■ Texto proporcionado ■
En 1904, el psicólogo inglés Charles Spearman añade la psicometría y la estadística a este tipo de test para organizar los datos. Lo más destacable de esta investigación es que encuentra un factor común en estas medidas: el factor g de inteligencia.

Los test fueron utilizados de manera equivocada e incluso discriminatoria. Se suscitó un debate entre genética y aprendizaje que explotó en los medios de comunicación como un enfrentamiento de clases sociales. En medio de esta polémica que mezcló lo innato, lo genético, el ambiente y todo lo que faltaba por investigar, la dificultad de traducir el lenguaje científico a los medios de comunicación dio lugar a los primeros mitos de la psicología.

Medir la inteligencia a través de la inferencia

La confusión se ha resuelto con la estandarización de los test de inteligencia, basados en la estadística sobre mediciones observables de la conducta que se atribuye a la inteligencia. Se cuantifican y analizan determinadas variables tangibles, con el objetivo de predecir ciertos resultados del individuo.

Pero tampoco hay que olvidar que no existe ninguna prueba tan sencilla o asequible que mida de manera integral todo el constructo de la inteligencia, y es imprescindible atender a la validez y fiabilidad como indicadores de exactitud de los resultados de cada herramienta de evaluación, ya que no todos los instrumentos de media son igual de fiables.

Con estas premisas, las medidas de inteligencia más precisas se ajustan al modelo propuesto por el psicólogo estadounidense John B. Carrol, con una estructura jerárquica en donde la inteligencia general (g) se ubica en la cúspide y se calcula con múltiples fórmulas de regresión que explican más del 60 % de la varianza del constructo. Por debajo quedarían la inteligencia fluida y la cristalizada.

No entraremos en profundidad en estas nociones, aunque sí es relevante saber que estos condicionantes son genéticos y también no genéticos. Tan solo hay que especificar que los test de inteligencia nos proporcionan una medida numérica de estimación, un resultado: el famoso cociente intelectual (CI).

¿Inteligencia o inteligencias?

Fuera del circuito científico han proliferado medidas que han buscado otras definiciones de inteligencia. Pero no han sido capaces de medir esas “otras inteligencias” de forma consistente.

Uno de los ejemplos más conocidos es la teoría de las inteligencias múltiples de Howard Gardner. Él mismo afirma que su síntesis nada tiene que ver con el cerebro y que, “incluso si la teoría es plausible, ninguna recomendación educativa deriva directamente de ella”.

De estas definiciones de inteligencias nacen algunos neuromitos, como por ejemplo afirmar erróneamente que la sobreestimulación temprana en la primera infancia hace que los niños sean más inteligentes.

Entonces, ¿para qué medir la inteligencia?

■ Explora el material ■
1 – Responde estas preguntas con datos del texto sobre la medición de la inteligencia.
(a) ¿En qué año añade Charles Spearman la psicometría y la estadística a este tipo de test?
(b) En el modelo jerárquico descrito, ¿qué parte de la varianza del constructo explican las fórmulas de regresión?
(c) ¿Qué teoría se presenta como uno de los ejemplos más conocidos de otras definiciones de inteligencia?
2 – Enumera todas las personas que se nombran en el texto sobre la medición de la inteligencia.

■ Conjunto de registros ■
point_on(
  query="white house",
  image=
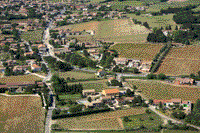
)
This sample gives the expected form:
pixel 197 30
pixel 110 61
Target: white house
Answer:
pixel 101 72
pixel 35 68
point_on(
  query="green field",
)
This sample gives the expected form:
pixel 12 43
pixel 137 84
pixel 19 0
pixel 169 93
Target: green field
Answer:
pixel 158 90
pixel 32 35
pixel 21 114
pixel 120 30
pixel 144 52
pixel 77 75
pixel 98 85
pixel 173 4
pixel 136 121
pixel 101 121
pixel 18 79
pixel 155 21
pixel 119 5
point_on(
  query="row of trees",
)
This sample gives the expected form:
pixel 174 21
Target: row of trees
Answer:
pixel 160 76
pixel 60 86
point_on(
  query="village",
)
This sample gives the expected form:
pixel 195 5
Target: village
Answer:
pixel 99 66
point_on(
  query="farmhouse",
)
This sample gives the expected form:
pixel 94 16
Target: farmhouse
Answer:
pixel 120 61
pixel 88 92
pixel 110 92
pixel 35 68
pixel 101 72
pixel 19 87
pixel 172 102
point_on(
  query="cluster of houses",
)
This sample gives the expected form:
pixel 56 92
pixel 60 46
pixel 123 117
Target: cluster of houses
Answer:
pixel 107 96
pixel 20 87
pixel 142 66
pixel 172 103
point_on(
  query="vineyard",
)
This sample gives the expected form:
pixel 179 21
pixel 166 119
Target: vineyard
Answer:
pixel 181 61
pixel 144 52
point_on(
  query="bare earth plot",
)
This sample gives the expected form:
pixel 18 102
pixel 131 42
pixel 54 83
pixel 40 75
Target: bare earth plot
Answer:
pixel 144 52
pixel 79 75
pixel 100 121
pixel 21 114
pixel 120 30
pixel 158 90
pixel 181 61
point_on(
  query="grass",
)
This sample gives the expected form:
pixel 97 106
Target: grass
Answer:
pixel 136 121
pixel 155 21
pixel 120 30
pixel 32 35
pixel 158 90
pixel 73 97
pixel 19 114
pixel 173 4
pixel 137 51
pixel 119 5
pixel 78 75
pixel 98 85
pixel 100 121
pixel 22 78
pixel 181 61
pixel 98 131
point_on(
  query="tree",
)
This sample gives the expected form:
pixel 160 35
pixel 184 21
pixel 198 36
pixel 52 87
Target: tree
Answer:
pixel 90 99
pixel 187 42
pixel 126 119
pixel 129 93
pixel 176 28
pixel 160 105
pixel 6 48
pixel 135 70
pixel 76 108
pixel 180 36
pixel 192 75
pixel 151 76
pixel 161 76
pixel 151 101
pixel 146 25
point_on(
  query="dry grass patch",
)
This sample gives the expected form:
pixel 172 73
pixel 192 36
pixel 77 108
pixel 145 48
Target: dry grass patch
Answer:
pixel 120 30
pixel 21 114
pixel 77 75
pixel 18 79
pixel 100 121
pixel 158 90
pixel 138 51
pixel 181 61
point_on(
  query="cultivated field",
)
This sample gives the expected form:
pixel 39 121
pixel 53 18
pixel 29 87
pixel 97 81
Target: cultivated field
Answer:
pixel 101 121
pixel 98 85
pixel 155 21
pixel 77 75
pixel 181 61
pixel 172 4
pixel 18 79
pixel 120 30
pixel 135 121
pixel 32 35
pixel 21 114
pixel 158 90
pixel 119 5
pixel 144 52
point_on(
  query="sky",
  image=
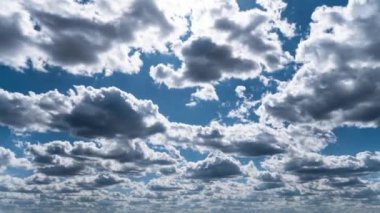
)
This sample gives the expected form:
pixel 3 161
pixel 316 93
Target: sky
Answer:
pixel 190 106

■ Resultados de tareas ■
1 –
(a) En 1904.
(b) Más del 60 %.
(c) La teoría de las inteligencias múltiples de Howard Gardner.

2 –
Charles Spearman
John B. Carrol
Howard Gardner